* [Region pointing data]:

__________

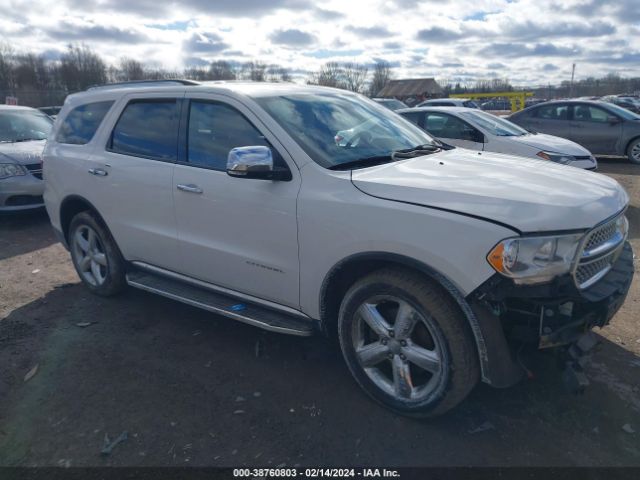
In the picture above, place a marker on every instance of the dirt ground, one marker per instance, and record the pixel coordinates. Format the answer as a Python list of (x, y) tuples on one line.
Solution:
[(191, 388)]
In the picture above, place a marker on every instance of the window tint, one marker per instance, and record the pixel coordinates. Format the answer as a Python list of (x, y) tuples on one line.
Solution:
[(586, 113), (446, 126), (553, 112), (147, 128), (413, 117), (214, 129), (81, 123)]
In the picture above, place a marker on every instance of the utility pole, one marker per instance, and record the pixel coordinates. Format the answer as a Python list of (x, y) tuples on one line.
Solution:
[(573, 73)]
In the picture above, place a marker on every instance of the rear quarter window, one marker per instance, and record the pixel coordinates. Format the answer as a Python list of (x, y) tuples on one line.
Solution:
[(81, 123)]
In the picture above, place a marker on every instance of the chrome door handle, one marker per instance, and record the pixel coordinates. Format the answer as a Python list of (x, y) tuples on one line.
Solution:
[(191, 188)]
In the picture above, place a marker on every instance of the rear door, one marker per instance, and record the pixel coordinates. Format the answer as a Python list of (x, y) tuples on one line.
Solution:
[(453, 130), (551, 118), (591, 127), (128, 178), (236, 233)]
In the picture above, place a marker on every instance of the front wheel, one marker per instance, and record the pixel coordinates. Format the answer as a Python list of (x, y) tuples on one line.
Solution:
[(633, 152), (96, 256), (407, 343)]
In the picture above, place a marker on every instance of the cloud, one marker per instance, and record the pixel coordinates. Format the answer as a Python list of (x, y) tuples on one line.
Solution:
[(515, 50), (292, 37), (437, 35), (204, 43), (72, 32), (370, 32)]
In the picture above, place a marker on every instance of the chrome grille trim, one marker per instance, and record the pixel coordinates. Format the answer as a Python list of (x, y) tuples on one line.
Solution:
[(599, 250)]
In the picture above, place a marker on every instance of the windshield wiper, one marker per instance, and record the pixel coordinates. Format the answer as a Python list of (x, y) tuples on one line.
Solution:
[(394, 156)]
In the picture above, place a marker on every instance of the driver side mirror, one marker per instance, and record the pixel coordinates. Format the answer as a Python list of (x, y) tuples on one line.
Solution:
[(254, 162)]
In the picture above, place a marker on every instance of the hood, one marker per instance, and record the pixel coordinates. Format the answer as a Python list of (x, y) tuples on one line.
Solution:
[(528, 195), (24, 153), (550, 143)]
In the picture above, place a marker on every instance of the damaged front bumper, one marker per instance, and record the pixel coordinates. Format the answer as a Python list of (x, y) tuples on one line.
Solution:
[(548, 315)]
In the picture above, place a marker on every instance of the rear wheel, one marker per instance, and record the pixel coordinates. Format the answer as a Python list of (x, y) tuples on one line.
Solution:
[(407, 343), (633, 152), (96, 256)]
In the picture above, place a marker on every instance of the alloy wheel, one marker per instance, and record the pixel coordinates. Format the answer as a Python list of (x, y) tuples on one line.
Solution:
[(397, 348)]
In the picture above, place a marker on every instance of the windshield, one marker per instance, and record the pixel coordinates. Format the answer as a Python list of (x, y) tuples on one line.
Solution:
[(22, 126), (623, 112), (335, 129), (494, 125)]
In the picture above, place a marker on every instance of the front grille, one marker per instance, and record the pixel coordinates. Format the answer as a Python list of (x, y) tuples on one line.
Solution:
[(599, 252), (589, 273), (35, 169)]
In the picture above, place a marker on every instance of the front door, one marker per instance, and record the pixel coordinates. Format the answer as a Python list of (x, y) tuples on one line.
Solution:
[(237, 233), (453, 130), (593, 128)]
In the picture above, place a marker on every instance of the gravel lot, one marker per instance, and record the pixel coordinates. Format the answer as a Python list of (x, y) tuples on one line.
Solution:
[(191, 388)]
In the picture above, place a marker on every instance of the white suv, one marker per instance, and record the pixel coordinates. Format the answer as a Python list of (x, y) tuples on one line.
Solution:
[(423, 260)]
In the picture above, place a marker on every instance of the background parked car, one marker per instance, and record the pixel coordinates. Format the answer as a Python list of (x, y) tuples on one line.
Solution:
[(23, 132), (449, 102), (51, 111), (630, 103), (496, 104), (478, 130), (390, 103), (600, 127)]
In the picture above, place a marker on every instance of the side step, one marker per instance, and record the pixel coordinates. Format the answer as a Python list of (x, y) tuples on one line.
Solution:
[(221, 304)]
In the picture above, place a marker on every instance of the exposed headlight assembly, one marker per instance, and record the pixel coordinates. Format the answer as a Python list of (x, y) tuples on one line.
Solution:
[(11, 170), (556, 157), (534, 259)]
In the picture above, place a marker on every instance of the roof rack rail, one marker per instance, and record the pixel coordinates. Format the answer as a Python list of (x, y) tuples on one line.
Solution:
[(133, 83)]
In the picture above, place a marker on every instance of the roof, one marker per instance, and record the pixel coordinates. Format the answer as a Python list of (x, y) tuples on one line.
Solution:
[(409, 87), (250, 89)]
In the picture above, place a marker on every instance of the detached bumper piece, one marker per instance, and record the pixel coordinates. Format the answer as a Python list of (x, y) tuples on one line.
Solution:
[(550, 315)]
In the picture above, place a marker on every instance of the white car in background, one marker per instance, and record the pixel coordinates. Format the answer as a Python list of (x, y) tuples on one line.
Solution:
[(477, 130)]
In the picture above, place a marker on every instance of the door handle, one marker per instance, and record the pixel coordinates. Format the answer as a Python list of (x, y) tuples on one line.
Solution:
[(191, 188), (99, 172)]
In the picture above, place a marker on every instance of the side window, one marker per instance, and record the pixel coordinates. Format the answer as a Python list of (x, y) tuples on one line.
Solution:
[(216, 128), (553, 112), (586, 113), (147, 128), (81, 123), (447, 126), (413, 117)]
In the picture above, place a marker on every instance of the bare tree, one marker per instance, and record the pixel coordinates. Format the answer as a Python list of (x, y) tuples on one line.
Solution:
[(80, 68), (276, 73), (221, 70), (329, 75), (381, 76), (130, 70), (354, 76)]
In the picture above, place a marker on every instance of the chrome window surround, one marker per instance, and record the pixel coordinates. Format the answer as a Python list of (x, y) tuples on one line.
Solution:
[(598, 251)]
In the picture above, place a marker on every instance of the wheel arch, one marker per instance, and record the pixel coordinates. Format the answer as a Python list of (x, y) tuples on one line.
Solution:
[(347, 271), (628, 145), (70, 207)]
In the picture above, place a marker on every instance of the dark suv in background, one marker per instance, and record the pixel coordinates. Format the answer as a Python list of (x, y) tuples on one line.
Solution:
[(600, 127)]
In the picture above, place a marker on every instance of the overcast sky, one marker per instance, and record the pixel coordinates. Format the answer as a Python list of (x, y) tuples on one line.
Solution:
[(528, 41)]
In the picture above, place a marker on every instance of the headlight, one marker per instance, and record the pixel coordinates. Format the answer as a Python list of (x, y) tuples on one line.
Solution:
[(11, 170), (556, 157), (534, 259)]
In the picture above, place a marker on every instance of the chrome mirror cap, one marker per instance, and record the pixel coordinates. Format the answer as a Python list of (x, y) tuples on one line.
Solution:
[(247, 161)]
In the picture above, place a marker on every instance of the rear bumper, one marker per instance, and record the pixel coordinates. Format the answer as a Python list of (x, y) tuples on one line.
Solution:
[(548, 315), (21, 193)]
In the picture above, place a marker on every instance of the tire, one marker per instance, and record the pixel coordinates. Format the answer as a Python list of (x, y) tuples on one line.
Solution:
[(421, 370), (96, 256), (633, 151)]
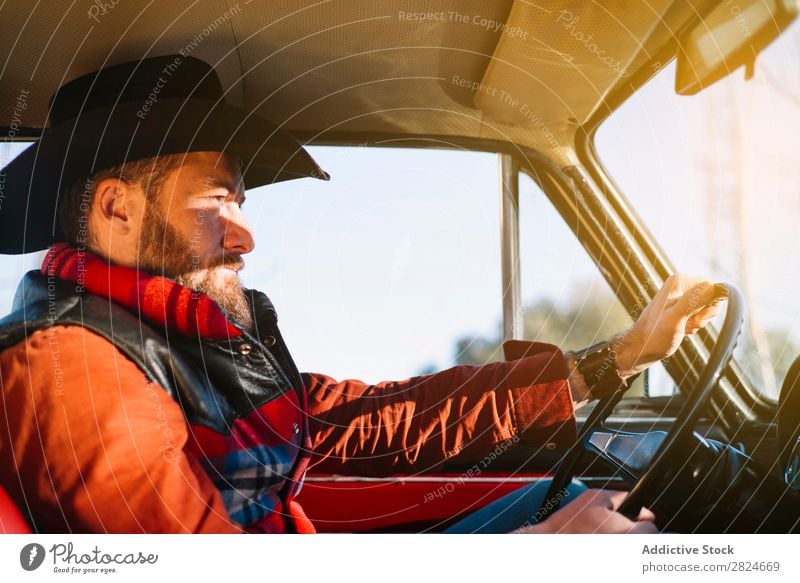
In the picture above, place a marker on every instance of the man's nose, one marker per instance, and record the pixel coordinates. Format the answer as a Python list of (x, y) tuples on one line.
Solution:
[(238, 237)]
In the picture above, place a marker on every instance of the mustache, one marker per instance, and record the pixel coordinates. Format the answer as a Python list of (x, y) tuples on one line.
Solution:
[(233, 261)]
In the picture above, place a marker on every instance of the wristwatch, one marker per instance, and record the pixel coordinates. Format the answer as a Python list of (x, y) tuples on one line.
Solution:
[(598, 366)]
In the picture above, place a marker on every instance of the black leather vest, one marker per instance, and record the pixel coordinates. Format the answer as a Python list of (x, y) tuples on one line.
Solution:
[(214, 381)]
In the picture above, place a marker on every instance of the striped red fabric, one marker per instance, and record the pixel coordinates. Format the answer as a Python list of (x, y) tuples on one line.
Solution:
[(157, 299)]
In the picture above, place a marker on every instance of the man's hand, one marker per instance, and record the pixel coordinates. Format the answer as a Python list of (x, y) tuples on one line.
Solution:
[(682, 306), (594, 512)]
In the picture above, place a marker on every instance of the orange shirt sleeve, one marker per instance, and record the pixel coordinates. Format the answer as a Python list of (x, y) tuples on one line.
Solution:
[(416, 424), (91, 445)]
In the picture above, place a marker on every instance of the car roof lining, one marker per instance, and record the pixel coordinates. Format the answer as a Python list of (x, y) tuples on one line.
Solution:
[(359, 67)]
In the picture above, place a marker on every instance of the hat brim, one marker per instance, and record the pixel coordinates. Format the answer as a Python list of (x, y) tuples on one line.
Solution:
[(101, 138)]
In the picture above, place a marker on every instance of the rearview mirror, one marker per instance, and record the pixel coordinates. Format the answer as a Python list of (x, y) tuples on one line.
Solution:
[(730, 36)]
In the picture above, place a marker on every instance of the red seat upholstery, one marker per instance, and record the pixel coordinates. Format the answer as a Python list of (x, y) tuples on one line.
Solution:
[(11, 519)]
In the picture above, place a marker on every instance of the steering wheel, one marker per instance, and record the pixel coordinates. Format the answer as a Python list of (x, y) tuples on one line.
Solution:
[(645, 490)]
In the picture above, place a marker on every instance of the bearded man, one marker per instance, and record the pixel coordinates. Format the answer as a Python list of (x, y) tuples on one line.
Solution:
[(145, 390)]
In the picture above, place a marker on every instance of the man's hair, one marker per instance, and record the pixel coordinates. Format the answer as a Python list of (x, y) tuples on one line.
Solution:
[(76, 199)]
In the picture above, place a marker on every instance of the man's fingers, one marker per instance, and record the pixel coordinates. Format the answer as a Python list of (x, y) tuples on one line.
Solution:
[(696, 299), (646, 514), (613, 498), (643, 527)]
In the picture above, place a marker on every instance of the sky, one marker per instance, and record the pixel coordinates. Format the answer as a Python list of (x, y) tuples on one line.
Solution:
[(378, 272)]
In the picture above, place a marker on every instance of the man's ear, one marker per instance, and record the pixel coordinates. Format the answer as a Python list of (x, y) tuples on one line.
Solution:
[(115, 206)]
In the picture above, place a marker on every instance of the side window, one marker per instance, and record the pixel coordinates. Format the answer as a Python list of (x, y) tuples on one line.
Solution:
[(389, 270), (13, 267)]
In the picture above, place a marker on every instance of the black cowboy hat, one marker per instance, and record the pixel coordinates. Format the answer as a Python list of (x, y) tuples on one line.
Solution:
[(156, 106)]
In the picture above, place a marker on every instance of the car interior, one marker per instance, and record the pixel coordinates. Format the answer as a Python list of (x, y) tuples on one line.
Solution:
[(530, 83)]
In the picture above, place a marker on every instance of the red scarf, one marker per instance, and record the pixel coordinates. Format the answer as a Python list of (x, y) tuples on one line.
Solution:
[(159, 300)]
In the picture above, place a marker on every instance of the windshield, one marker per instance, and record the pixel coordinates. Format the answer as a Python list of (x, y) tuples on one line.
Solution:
[(716, 179)]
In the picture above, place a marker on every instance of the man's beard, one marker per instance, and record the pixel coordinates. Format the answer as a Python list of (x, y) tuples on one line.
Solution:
[(165, 252)]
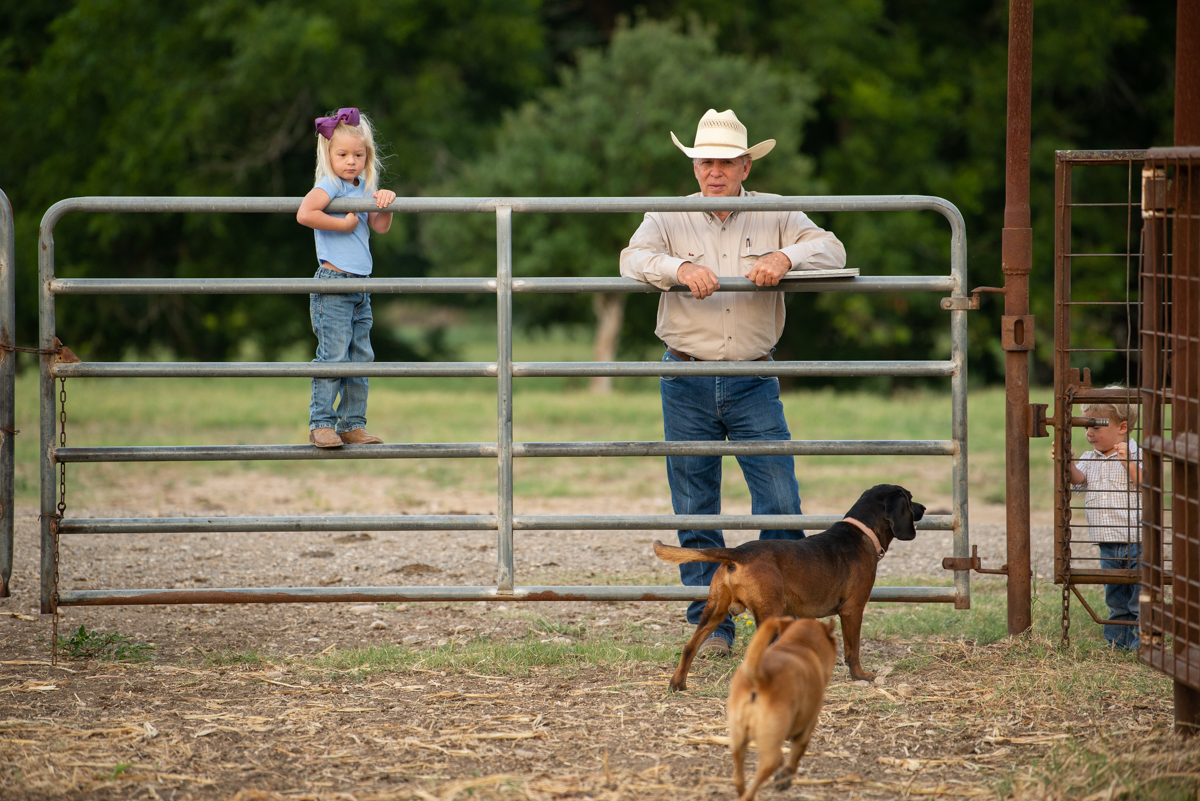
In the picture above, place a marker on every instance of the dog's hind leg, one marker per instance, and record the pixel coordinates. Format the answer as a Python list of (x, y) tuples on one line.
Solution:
[(799, 745), (851, 627), (771, 757), (719, 598), (738, 742)]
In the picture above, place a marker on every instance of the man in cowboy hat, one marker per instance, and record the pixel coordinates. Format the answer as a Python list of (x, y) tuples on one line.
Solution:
[(696, 250)]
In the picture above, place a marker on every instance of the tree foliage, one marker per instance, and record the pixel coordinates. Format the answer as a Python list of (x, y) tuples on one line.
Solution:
[(867, 97), (603, 131), (216, 97)]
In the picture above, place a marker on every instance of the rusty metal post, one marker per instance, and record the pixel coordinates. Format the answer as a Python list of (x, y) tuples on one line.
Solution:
[(1186, 323), (1017, 260)]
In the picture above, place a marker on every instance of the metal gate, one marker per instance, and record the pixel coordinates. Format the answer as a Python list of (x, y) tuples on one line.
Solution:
[(7, 389), (1097, 313), (1170, 393), (55, 455)]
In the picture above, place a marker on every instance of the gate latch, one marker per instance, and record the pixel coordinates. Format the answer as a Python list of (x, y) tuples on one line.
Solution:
[(969, 303), (972, 562)]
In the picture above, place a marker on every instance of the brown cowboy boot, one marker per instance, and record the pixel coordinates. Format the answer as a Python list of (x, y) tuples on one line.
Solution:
[(324, 438), (360, 437)]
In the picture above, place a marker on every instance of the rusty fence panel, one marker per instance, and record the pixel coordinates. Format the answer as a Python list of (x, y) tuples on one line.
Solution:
[(1097, 360), (58, 367), (7, 389), (1170, 572)]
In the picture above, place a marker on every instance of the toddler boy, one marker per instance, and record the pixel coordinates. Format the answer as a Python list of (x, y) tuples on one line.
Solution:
[(1110, 476)]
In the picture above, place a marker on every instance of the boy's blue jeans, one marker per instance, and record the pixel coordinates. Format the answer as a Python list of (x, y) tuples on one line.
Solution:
[(719, 408), (342, 324), (1122, 598)]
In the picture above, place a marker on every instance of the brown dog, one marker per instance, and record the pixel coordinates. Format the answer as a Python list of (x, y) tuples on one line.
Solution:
[(829, 573), (777, 694)]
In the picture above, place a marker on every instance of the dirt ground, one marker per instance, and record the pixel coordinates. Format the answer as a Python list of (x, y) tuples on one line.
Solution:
[(193, 724)]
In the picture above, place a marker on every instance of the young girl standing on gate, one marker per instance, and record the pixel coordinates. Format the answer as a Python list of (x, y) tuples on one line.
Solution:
[(347, 167)]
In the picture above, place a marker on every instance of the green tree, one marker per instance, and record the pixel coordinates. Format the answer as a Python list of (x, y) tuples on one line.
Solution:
[(604, 132), (216, 97), (912, 100)]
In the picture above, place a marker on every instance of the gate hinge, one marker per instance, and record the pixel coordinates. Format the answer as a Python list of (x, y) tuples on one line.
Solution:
[(972, 562), (1037, 420), (1017, 332), (969, 303)]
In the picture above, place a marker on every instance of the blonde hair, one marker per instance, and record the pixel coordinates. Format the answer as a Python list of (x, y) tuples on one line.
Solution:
[(1121, 413), (364, 133)]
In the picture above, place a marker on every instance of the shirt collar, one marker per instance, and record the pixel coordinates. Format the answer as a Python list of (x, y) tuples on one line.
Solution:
[(711, 217)]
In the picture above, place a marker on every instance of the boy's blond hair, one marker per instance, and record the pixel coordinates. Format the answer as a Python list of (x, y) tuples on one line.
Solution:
[(1120, 413), (363, 132)]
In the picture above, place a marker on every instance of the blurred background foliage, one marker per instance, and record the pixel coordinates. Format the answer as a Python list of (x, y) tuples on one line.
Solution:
[(216, 97)]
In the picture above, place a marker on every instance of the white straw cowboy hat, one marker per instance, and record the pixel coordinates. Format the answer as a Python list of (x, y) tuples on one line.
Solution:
[(723, 136)]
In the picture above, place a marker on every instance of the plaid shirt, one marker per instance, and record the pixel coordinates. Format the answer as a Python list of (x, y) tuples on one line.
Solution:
[(1113, 500)]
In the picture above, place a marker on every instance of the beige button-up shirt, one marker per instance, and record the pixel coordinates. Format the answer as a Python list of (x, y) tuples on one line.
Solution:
[(724, 326)]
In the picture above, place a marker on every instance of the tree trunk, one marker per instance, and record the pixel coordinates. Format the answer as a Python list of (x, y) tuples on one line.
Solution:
[(610, 311)]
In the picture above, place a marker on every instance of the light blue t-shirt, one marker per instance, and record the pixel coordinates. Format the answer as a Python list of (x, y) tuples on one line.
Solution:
[(346, 251)]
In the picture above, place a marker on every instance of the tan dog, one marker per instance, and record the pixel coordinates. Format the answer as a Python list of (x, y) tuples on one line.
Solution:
[(827, 573), (777, 694)]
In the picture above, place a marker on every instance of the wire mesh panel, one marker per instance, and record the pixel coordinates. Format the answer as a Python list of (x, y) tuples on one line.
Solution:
[(1170, 395), (1097, 368)]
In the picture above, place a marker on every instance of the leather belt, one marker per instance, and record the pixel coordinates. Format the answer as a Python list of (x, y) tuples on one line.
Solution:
[(689, 357)]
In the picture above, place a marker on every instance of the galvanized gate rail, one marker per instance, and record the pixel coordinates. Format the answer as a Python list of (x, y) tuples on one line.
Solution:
[(504, 369), (7, 387)]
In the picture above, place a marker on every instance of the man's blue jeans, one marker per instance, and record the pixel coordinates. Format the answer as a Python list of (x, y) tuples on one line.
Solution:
[(719, 408), (1122, 598), (342, 324)]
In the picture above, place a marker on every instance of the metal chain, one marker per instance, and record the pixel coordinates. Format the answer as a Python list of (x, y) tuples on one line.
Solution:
[(1065, 510), (1066, 613), (61, 513)]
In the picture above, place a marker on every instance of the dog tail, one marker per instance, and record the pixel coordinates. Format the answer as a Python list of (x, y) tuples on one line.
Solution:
[(679, 555), (771, 628)]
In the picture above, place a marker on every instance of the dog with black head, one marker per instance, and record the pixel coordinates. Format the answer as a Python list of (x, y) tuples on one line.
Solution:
[(828, 573)]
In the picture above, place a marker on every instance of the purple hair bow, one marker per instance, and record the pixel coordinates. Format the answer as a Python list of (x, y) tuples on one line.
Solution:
[(327, 125)]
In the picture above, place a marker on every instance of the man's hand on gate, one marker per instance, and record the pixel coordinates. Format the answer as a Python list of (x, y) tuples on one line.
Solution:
[(700, 279), (769, 269)]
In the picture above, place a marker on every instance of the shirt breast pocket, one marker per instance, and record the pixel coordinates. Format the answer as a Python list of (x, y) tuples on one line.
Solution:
[(751, 253)]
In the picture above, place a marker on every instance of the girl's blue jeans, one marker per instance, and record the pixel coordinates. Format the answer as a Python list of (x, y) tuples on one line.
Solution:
[(719, 408), (1122, 598), (342, 324)]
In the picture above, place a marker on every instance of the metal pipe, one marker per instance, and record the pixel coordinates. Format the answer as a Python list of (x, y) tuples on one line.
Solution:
[(489, 369), (795, 369), (275, 452), (859, 284), (675, 522), (490, 450), (276, 369), (487, 205), (466, 523), (505, 574), (7, 387), (270, 285), (1186, 359), (1017, 262), (471, 285), (959, 482), (400, 594), (46, 327)]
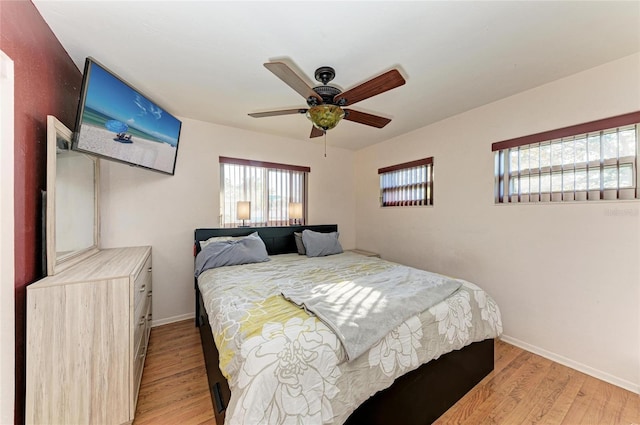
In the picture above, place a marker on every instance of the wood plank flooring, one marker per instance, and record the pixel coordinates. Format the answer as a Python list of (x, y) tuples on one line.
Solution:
[(523, 389)]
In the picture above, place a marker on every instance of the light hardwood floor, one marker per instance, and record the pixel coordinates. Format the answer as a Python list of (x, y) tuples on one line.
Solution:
[(523, 389)]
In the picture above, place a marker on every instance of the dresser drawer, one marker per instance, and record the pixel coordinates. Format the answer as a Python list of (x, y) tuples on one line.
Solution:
[(142, 322), (142, 284)]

__________

Each line of the data that holds the word "blue" should be copied.

* [Solution to this problem]:
In the picture above, place a marker on every instance of the boy's blue jeans, one marker per instance, and record the pixel coordinates. Format the answer as a Python list of (x, y) tuples on one line.
In the picture above, place a marker on every instance of the light blue t-shirt, one marker per instance, and record the pixel coordinates. Format the answer as a Python list of (x, y) tuples on one line.
In the picture above, place a marker on every instance of the man's blue jeans, one marker per instance, and record the pixel coordinates. Format the answer as a Python list of (x, y) tuples on one line.
In the picture above, place a marker on every instance of the girl's blue jeans, one marker per instance, and record the pixel coordinates. Format the answer as a Python list of (x, y) tuples on one line.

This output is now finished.